## PROBLEM STATEMENT
Locate the line containing "Expected output: one point per instance of the fog" in the data below. Reproduce it and every following line up to the end, exactly as given.

# INPUT MATERIAL start

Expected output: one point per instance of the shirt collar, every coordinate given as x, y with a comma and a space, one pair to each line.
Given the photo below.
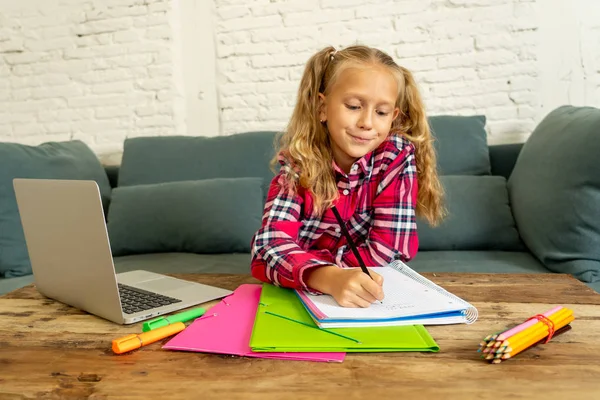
363, 166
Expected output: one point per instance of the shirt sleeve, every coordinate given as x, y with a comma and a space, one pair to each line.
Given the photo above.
276, 256
393, 233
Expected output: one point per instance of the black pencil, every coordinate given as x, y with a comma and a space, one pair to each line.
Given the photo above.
350, 242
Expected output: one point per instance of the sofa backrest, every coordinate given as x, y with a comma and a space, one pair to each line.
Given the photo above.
502, 161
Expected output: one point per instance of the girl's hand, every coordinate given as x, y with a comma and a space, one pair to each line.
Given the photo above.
349, 287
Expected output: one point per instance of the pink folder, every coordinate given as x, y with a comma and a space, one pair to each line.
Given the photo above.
226, 329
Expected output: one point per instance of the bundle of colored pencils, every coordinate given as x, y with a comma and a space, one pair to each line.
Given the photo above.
537, 329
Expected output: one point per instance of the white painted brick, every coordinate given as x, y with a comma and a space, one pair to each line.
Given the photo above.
155, 109
511, 127
165, 95
159, 7
238, 24
278, 34
27, 129
501, 113
156, 19
418, 63
438, 47
457, 60
446, 75
23, 58
277, 8
234, 102
231, 38
250, 49
112, 13
340, 3
103, 26
395, 8
56, 92
12, 45
154, 71
495, 57
275, 113
233, 12
475, 2
240, 114
279, 60
523, 97
42, 80
258, 75
97, 101
96, 126
18, 118
160, 120
113, 112
37, 139
159, 32
33, 106
54, 128
521, 68
153, 84
309, 18
69, 115
228, 89
113, 87
126, 36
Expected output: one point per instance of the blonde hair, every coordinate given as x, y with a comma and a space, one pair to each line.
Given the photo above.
305, 144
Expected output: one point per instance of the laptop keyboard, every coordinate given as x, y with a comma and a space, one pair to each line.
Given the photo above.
135, 300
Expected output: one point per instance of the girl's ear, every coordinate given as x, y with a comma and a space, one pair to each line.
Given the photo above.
322, 108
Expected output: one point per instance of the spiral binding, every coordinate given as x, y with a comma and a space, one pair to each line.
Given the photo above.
471, 314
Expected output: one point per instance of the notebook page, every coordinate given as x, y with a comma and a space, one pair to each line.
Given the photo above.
404, 297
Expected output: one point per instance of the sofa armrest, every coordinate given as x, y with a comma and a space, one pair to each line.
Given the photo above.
503, 158
112, 171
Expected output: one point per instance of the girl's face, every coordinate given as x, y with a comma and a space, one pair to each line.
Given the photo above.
359, 112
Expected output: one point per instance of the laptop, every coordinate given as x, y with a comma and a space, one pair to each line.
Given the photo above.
71, 259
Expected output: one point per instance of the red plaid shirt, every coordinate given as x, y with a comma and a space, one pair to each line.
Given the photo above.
377, 201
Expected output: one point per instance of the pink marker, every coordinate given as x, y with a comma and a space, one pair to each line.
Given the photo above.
525, 325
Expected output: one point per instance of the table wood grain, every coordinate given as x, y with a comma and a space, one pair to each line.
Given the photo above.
51, 350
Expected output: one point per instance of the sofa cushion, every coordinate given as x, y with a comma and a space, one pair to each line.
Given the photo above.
206, 216
513, 262
53, 160
555, 192
479, 217
148, 160
461, 144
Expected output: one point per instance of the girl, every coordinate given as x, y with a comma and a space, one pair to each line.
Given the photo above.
359, 141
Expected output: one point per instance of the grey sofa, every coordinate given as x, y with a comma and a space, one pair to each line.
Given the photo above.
480, 236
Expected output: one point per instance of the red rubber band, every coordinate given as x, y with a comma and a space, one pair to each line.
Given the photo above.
548, 322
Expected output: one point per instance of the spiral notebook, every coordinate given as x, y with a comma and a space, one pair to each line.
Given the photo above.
410, 299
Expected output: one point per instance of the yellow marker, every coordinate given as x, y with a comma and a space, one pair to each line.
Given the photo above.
133, 341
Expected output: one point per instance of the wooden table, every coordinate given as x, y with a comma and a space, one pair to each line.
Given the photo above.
50, 350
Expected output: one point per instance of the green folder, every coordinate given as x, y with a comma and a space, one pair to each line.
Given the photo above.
282, 324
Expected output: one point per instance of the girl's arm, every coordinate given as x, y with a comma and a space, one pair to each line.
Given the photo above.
276, 256
393, 234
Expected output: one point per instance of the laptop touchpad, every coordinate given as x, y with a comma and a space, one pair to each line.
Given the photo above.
162, 285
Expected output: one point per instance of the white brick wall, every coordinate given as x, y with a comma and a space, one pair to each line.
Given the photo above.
469, 56
104, 70
98, 71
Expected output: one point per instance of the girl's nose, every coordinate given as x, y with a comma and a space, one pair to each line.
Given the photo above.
366, 120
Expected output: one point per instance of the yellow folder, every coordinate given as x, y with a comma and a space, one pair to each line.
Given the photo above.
282, 324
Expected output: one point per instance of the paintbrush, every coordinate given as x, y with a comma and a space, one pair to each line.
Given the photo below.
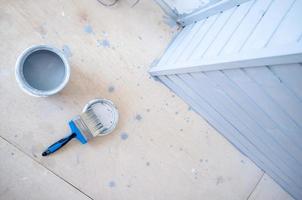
89, 124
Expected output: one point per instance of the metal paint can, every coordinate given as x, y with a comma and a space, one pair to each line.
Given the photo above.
42, 70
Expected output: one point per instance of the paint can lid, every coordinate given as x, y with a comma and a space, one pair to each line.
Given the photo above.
106, 112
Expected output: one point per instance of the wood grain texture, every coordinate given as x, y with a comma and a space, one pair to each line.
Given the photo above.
169, 152
17, 180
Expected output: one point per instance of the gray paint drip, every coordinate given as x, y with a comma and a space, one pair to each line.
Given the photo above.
124, 136
104, 43
66, 50
44, 70
88, 29
111, 184
111, 88
138, 117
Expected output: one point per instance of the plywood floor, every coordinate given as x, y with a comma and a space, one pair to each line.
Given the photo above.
161, 149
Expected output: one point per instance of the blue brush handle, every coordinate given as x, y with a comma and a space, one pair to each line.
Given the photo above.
51, 149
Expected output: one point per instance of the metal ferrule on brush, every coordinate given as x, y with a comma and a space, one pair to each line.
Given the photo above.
89, 124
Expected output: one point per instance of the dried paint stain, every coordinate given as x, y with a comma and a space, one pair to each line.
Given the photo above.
124, 136
138, 117
66, 50
88, 29
111, 89
103, 43
111, 184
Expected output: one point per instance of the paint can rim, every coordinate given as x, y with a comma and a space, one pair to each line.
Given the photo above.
23, 83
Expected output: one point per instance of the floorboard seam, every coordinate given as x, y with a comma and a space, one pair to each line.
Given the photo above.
17, 147
254, 188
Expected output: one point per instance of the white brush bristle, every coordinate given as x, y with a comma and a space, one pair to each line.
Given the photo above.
92, 122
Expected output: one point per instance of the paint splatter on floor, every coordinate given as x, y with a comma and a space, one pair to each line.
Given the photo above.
111, 88
66, 50
124, 136
103, 43
138, 117
111, 184
219, 180
88, 29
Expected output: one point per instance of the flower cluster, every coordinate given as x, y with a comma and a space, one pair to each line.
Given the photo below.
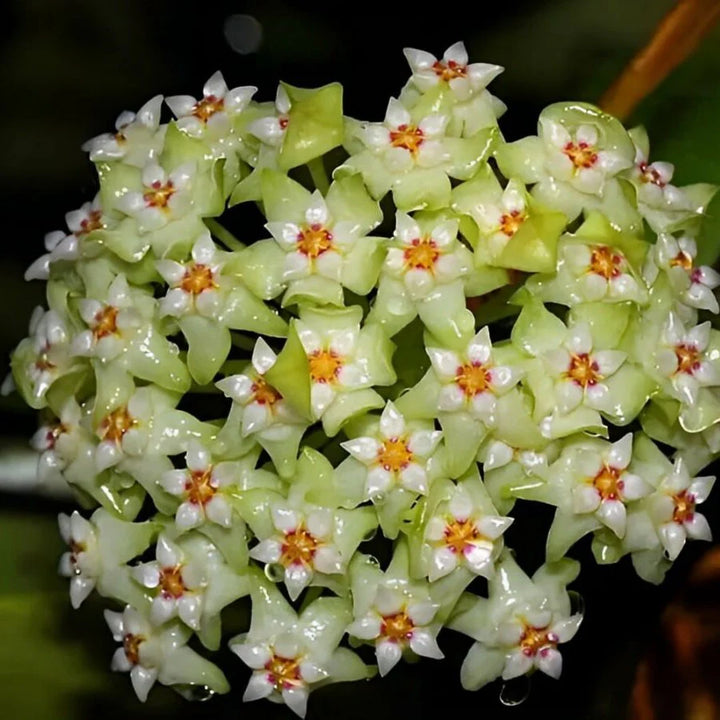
285, 402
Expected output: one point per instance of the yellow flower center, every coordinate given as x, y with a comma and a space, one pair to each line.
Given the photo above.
159, 195
582, 155
314, 240
171, 583
473, 378
200, 487
116, 424
397, 627
197, 279
298, 547
583, 370
394, 455
409, 137
325, 365
204, 109
421, 254
283, 673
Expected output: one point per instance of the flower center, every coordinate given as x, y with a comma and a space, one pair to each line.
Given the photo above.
604, 261
684, 507
313, 240
298, 547
263, 393
397, 627
688, 357
459, 534
409, 137
683, 260
583, 370
171, 582
197, 279
421, 254
131, 646
534, 639
200, 487
207, 107
283, 673
450, 70
325, 365
608, 483
105, 322
159, 195
582, 155
92, 222
649, 174
510, 222
473, 378
394, 455
116, 424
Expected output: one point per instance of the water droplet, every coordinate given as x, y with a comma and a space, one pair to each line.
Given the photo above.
577, 602
515, 692
274, 572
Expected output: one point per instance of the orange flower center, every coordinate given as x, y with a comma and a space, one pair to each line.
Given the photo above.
397, 627
171, 583
688, 357
683, 260
105, 322
394, 455
131, 646
510, 222
116, 424
534, 639
583, 370
298, 547
325, 365
582, 155
314, 240
410, 137
473, 378
421, 254
608, 483
283, 673
263, 393
604, 261
207, 107
92, 222
200, 487
450, 70
684, 507
159, 195
459, 534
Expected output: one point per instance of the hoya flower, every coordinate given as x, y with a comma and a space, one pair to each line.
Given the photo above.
394, 615
211, 114
303, 543
291, 654
530, 618
151, 654
673, 509
165, 196
200, 487
463, 78
579, 371
693, 284
463, 529
396, 455
138, 138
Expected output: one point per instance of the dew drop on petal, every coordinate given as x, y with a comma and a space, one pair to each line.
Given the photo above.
515, 692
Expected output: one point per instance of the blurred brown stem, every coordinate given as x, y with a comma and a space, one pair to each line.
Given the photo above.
676, 37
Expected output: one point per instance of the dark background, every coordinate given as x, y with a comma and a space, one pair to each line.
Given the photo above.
67, 68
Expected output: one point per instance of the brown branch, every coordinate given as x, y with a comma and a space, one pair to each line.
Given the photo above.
676, 37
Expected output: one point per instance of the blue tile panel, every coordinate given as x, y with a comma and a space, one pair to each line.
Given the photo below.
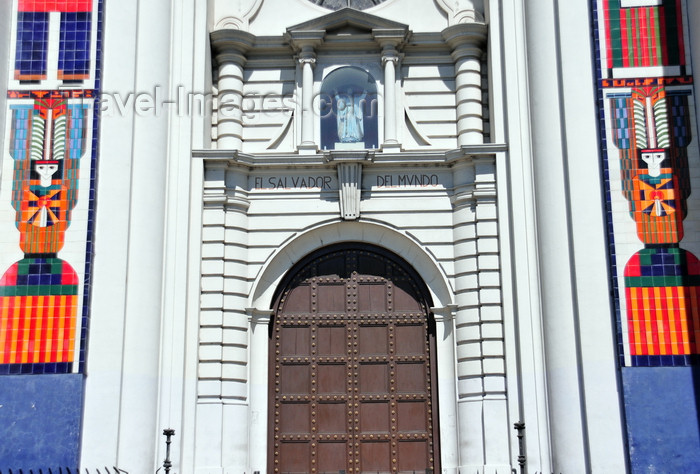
662, 419
40, 419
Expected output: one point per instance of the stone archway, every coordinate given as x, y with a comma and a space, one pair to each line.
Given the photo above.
352, 366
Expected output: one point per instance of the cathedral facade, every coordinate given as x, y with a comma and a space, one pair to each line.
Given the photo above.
369, 236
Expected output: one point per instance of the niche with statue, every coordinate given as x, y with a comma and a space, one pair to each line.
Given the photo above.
348, 109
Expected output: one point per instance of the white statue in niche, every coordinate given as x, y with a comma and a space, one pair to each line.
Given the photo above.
349, 117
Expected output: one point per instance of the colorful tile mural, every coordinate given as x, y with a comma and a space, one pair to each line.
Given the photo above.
47, 186
646, 94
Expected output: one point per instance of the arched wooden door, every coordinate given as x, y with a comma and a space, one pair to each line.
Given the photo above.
353, 373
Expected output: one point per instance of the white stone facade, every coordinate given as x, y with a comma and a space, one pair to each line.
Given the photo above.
476, 181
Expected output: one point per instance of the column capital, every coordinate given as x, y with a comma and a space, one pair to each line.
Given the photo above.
390, 57
444, 314
391, 38
231, 46
311, 60
259, 316
305, 42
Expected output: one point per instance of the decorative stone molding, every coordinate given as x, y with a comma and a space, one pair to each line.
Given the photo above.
468, 41
349, 166
229, 52
463, 11
234, 14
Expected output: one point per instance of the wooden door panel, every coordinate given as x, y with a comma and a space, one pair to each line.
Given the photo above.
373, 340
374, 418
410, 377
295, 379
413, 456
374, 379
332, 379
299, 300
332, 341
332, 457
296, 456
375, 456
296, 341
351, 370
412, 340
331, 298
372, 297
412, 416
331, 418
294, 418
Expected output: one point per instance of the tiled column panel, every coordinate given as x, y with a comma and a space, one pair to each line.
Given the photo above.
649, 146
47, 188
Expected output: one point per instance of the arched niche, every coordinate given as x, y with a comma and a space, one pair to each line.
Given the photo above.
348, 109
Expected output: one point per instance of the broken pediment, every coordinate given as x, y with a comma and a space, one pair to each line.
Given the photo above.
347, 23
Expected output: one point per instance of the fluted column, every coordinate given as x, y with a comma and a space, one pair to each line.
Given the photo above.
223, 332
390, 59
259, 321
230, 47
307, 59
480, 354
447, 387
305, 43
467, 41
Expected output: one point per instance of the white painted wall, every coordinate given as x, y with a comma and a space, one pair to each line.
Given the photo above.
136, 383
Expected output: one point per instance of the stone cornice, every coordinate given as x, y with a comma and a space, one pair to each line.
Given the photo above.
470, 153
466, 38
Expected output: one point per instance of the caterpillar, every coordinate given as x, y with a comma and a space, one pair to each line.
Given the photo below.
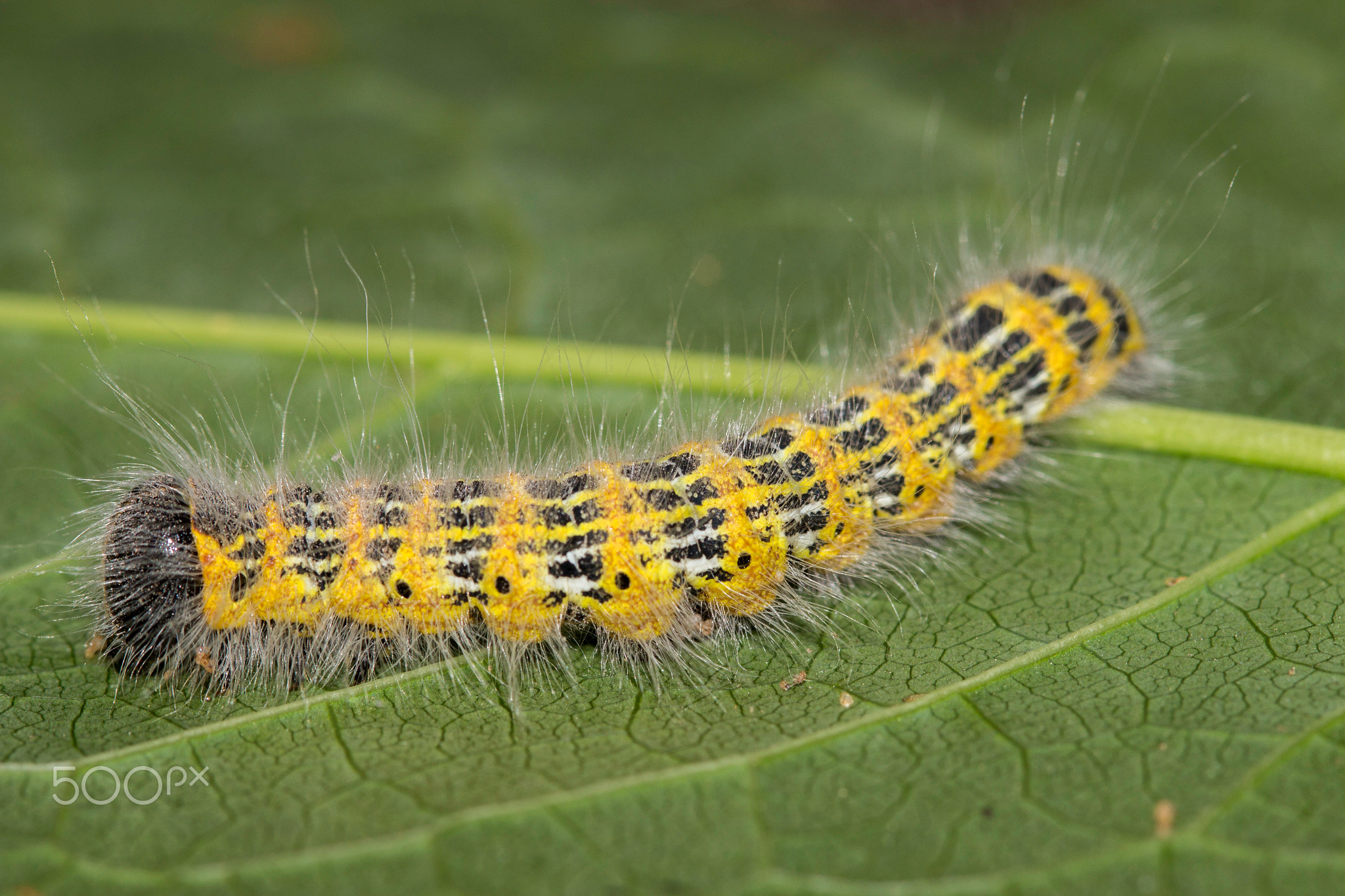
313, 585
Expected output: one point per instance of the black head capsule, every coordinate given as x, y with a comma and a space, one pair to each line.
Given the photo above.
151, 575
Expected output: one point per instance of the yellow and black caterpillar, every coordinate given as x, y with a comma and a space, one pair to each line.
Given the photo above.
319, 585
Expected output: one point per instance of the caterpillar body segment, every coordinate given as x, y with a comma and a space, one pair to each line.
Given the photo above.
319, 584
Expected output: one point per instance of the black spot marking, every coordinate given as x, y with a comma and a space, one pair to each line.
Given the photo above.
545, 489
681, 528
381, 550
963, 336
481, 517
602, 595
1020, 375
1040, 282
942, 394
768, 473
843, 413
1083, 333
701, 492
586, 512
1121, 335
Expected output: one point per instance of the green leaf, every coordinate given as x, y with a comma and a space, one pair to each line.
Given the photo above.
1132, 681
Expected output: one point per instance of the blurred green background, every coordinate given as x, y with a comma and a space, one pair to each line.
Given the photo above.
596, 164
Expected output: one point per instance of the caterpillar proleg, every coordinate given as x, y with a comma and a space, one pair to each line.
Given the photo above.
313, 585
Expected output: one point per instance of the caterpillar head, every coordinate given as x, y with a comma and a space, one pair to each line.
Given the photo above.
151, 574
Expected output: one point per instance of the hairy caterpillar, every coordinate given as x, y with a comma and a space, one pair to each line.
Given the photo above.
311, 586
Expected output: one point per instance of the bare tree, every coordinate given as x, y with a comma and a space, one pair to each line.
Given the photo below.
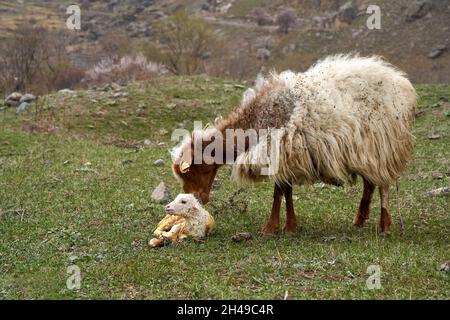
187, 40
32, 56
286, 20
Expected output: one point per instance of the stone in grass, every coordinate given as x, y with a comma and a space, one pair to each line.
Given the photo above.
445, 267
161, 193
28, 97
434, 136
216, 184
243, 236
23, 106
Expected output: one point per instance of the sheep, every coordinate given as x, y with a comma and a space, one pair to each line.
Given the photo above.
185, 218
346, 116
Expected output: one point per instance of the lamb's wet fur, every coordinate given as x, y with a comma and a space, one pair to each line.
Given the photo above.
186, 218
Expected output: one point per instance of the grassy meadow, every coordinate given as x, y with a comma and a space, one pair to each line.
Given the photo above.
76, 173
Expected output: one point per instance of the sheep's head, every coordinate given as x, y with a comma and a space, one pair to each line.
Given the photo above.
185, 205
194, 178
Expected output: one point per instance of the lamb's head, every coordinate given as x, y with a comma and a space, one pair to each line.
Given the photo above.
195, 178
185, 205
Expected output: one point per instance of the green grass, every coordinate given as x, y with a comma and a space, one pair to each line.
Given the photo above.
50, 210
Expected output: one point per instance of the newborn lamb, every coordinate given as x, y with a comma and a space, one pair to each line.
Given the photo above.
185, 218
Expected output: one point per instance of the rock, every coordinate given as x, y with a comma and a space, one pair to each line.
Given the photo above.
161, 193
445, 191
66, 91
216, 184
437, 176
445, 267
348, 12
243, 236
418, 9
115, 86
28, 97
263, 54
437, 52
23, 106
328, 239
13, 99
434, 136
15, 96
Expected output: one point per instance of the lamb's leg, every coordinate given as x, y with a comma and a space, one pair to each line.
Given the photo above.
385, 219
364, 206
173, 234
273, 225
291, 221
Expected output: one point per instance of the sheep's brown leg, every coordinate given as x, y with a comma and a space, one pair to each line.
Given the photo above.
364, 206
385, 219
291, 221
272, 226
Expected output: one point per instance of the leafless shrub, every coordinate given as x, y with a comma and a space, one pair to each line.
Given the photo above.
286, 20
127, 68
262, 18
34, 59
187, 41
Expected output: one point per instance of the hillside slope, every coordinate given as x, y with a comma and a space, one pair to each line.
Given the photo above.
411, 30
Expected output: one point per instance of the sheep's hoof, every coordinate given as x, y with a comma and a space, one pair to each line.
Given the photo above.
268, 232
290, 231
359, 221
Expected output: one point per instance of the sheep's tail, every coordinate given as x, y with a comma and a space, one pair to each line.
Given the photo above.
399, 214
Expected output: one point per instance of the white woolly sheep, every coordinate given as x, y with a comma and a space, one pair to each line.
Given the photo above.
186, 218
346, 116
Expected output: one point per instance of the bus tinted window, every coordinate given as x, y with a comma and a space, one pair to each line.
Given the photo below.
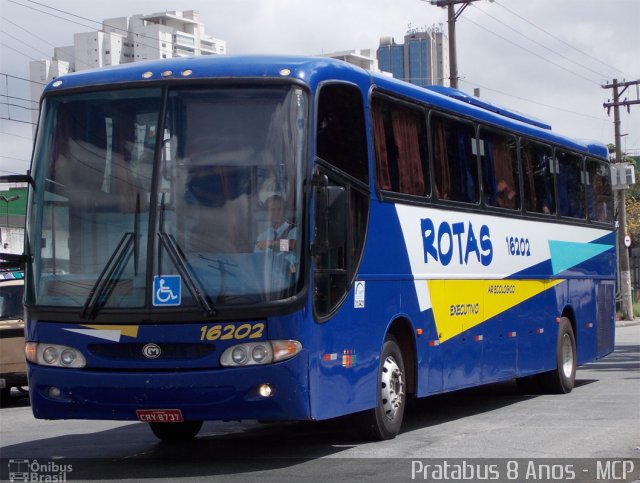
599, 195
537, 163
454, 159
571, 201
341, 138
400, 135
500, 172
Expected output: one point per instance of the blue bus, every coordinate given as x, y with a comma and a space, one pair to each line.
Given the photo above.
289, 238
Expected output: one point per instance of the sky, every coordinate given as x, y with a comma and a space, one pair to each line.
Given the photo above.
546, 58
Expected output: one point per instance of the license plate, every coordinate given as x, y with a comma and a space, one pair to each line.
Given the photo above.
160, 415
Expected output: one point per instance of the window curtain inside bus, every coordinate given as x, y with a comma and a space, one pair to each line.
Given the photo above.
571, 195
599, 195
464, 166
539, 185
382, 158
410, 169
500, 171
441, 155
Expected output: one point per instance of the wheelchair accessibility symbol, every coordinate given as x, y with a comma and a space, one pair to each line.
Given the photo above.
167, 290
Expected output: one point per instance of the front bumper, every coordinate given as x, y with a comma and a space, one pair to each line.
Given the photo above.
219, 394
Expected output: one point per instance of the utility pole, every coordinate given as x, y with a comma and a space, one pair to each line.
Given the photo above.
623, 251
452, 17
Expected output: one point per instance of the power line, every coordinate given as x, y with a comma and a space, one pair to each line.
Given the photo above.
15, 135
12, 22
562, 41
466, 19
535, 102
155, 39
19, 98
540, 43
24, 43
53, 15
37, 37
15, 159
17, 51
17, 120
22, 78
18, 105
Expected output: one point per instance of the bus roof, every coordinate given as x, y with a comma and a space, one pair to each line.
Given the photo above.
313, 70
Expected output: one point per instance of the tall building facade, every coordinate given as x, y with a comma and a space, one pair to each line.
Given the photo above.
423, 58
128, 39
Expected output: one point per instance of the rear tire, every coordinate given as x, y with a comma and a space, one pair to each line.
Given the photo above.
562, 379
176, 432
384, 421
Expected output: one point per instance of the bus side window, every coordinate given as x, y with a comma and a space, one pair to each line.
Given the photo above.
571, 193
599, 195
500, 171
400, 135
537, 163
341, 142
454, 159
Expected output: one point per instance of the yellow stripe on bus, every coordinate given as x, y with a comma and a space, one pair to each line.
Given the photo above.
459, 305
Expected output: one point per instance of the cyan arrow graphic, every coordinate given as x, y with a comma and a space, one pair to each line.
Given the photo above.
565, 255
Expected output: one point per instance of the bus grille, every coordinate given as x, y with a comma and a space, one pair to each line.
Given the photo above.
169, 351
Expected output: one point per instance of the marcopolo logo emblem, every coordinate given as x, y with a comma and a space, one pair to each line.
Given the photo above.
151, 351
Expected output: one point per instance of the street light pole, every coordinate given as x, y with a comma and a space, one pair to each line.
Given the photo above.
451, 22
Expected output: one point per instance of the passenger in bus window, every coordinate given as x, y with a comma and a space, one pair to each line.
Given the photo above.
506, 195
280, 236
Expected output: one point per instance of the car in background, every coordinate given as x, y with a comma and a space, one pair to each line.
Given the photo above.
13, 368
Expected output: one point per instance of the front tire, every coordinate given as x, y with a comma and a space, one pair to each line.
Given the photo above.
176, 432
562, 379
384, 421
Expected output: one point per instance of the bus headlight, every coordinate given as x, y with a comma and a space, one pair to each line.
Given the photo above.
54, 355
253, 353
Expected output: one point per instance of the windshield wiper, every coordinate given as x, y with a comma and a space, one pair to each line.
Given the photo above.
180, 261
109, 277
190, 280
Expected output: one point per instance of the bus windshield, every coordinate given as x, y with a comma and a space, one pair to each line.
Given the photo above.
208, 195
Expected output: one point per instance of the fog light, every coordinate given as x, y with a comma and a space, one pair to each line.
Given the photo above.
265, 390
239, 355
259, 353
50, 355
68, 357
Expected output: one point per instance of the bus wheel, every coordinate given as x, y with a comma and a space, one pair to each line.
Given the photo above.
562, 378
176, 432
384, 421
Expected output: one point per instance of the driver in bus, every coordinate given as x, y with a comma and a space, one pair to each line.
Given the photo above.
280, 236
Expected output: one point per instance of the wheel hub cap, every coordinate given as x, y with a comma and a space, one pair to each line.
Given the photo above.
391, 388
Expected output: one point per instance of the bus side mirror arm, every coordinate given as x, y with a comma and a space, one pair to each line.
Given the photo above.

# INPUT MATERIAL end

## THE REPLY
Expected output: one point per instance of the fog light, every coordinate given as x, y with a comma and a space, one pair to each line.
Given the photo above.
265, 390
239, 355
259, 353
50, 355
68, 357
Expected output: one point per instance of the bus wheel, every coordinate given as x, y with a comma and a space, one pair to each line.
Given the photo above.
562, 378
176, 432
384, 421
Expected output: one point per instance of the driver in bus, every coordinate given as x, y with a comma and a space, one pair to each line.
Given the photo above.
280, 236
Expected output: one point per instance of the wheel hub cap, every coordinate given as x, y with a comma and a space, one pair to each line.
Given the photo above.
391, 388
Expected output: one point per instance of the bus side mirror arm, every coordinate given as x, y with a comma and a space, one pair to each line.
Given the photo above.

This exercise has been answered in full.